------ Input data ------
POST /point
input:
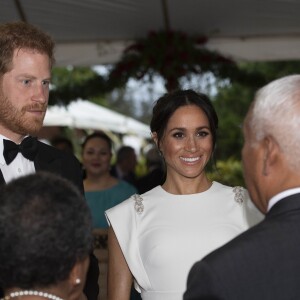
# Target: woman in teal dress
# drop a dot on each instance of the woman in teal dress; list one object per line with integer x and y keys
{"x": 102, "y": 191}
------
_Work to do:_ Turn the listing above into a JSON list of strings, one string per line, with blank lines skipped. Omit the picture.

_Response to the task:_
[
  "POST /point",
  "input:",
  "# Target: woman in teal dress",
  "# drop a dot on each instance of the woman in teal dress; list one object per line with integer x and y keys",
  "{\"x\": 102, \"y\": 191}"
]